What is one fabric that is popular around the world, worn by a large amount of people daily, and is immediately recognizable? If you guessed denim, congratulations!
Denim is a sturdy cotton warp-faced twill textile in which the weft passes under two or more warp threads. This twill weaving produces the familiar diagonal ribbing of the denim that distinguishes it from cotton duck (a linen canvas).
Whether you’re dressed in denim jeans, shirts, skirts or shoes, you’ll always rock a fashionable look when wearing denim blues!
Denim is a durable, sturdy fabric, often associated with jeans, overalls and outdoor activities. However, by adding the right materials and accessories to your durable denim garments, you can wear denim in a way where your look is darling and dainty.

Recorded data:
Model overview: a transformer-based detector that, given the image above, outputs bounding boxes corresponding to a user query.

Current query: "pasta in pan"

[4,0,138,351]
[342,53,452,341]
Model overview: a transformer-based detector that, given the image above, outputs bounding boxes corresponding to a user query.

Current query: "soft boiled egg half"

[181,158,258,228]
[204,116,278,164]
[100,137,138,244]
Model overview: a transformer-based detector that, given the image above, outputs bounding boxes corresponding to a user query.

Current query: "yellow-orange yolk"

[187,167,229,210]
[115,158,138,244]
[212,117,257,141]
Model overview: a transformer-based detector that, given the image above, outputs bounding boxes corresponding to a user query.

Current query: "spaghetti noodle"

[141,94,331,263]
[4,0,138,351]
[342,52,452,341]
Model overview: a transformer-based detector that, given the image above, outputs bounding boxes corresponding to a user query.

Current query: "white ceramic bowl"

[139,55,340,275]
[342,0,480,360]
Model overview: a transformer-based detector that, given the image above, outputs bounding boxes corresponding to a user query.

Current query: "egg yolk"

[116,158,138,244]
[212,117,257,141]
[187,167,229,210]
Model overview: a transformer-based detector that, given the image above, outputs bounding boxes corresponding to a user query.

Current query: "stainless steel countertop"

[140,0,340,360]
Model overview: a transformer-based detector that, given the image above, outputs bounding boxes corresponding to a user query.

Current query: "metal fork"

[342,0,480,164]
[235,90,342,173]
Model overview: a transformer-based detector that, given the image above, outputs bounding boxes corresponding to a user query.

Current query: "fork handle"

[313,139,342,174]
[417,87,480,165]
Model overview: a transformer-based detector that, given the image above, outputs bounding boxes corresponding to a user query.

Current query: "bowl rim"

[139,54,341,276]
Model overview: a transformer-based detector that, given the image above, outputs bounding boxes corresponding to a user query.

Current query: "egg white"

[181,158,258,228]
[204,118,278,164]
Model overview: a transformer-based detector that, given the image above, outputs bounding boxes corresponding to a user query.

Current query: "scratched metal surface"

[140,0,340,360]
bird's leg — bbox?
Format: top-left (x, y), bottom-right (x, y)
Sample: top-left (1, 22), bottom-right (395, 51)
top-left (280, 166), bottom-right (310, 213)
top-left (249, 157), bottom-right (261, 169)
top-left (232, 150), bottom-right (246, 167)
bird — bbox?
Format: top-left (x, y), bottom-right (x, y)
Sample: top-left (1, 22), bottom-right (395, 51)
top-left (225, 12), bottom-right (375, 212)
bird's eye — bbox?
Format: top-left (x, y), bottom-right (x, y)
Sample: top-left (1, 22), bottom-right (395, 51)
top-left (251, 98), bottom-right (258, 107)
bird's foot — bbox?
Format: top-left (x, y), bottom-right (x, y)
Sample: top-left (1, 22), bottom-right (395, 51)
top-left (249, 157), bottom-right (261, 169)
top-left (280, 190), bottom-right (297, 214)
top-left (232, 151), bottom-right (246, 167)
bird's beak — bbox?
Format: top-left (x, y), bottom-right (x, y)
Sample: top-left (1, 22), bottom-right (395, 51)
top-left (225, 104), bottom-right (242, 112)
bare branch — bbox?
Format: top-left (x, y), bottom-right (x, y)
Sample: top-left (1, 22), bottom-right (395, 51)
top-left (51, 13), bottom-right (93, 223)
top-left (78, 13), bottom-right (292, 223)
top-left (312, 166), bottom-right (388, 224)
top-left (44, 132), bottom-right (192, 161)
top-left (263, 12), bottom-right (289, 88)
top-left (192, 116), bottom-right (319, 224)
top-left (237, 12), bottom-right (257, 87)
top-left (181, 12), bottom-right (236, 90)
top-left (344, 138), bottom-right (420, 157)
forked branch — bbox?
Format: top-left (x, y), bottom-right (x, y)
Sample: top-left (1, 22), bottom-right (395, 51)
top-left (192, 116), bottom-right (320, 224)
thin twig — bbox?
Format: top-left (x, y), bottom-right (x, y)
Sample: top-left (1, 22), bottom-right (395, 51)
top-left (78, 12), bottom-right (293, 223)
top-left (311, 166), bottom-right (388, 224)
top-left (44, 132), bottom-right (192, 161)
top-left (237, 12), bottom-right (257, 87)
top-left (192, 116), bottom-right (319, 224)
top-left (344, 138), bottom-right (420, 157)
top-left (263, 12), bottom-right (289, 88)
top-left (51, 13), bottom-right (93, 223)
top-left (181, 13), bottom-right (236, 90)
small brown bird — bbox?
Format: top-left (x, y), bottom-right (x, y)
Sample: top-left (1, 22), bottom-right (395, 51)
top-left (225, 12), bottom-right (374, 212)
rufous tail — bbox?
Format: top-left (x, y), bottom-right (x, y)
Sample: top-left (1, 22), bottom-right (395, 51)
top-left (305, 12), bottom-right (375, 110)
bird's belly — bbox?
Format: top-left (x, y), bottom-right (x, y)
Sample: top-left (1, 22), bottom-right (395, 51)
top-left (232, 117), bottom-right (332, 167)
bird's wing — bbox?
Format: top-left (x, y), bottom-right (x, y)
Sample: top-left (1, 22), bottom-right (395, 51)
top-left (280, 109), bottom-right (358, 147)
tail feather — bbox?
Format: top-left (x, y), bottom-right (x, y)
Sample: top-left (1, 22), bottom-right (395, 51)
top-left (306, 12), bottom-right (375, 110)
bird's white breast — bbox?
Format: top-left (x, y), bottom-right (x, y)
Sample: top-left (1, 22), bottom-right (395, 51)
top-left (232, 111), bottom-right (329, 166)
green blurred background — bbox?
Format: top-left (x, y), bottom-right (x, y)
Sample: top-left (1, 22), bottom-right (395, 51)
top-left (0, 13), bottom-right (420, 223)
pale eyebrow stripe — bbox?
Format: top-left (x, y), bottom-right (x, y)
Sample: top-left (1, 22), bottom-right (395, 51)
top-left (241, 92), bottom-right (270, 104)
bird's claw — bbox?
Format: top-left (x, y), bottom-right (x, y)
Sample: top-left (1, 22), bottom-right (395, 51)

■ WRITTEN PROBLEM A
Could you restate the passage on denim from "Denim is a sturdy" to "darling and dainty.", substituting "rugged" for "sturdy"?
■ WRITTEN PROBLEM B
Can you pick up the passage on denim after its final sentence and carry it further?

■ EXERCISE ANSWER A
Denim is a rugged cotton warp-faced twill textile in which the weft passes under two or more warp threads. This twill weaving produces the familiar diagonal ribbing of the denim that distinguishes it from cotton duck (a linen canvas).
Whether you’re dressed in denim jeans, shirts, skirts or shoes, you’ll always rock a fashionable look when wearing denim blues!
Denim is a durable, rugged fabric, often associated with jeans, overalls and outdoor activities. However, by adding the right materials and accessories to your durable denim garments, you can wear denim in a way where your look is darling and dainty.

■ EXERCISE ANSWER B
Denim Fun Fact: It is characteristic of most indigo denim that only the warp threads are dyed, whereas the weft threads remain plain white. As a result of the warp-faced twill weaving, one side of the textile shows the blue warp threads and the other side shows the white weft threads. This is why blue jeans are white on the inside.
Sometimes it is fun to dress in denim from head to toe, but in order to add a more elegant look to the rugged denim, wearing softer materials such as lace, satin, chiffon, etc. with denim jeans or skirts, is a great way to mix tough and tender. Not to mention, this combination makes for a graceful, trendy look. Dress up in denim!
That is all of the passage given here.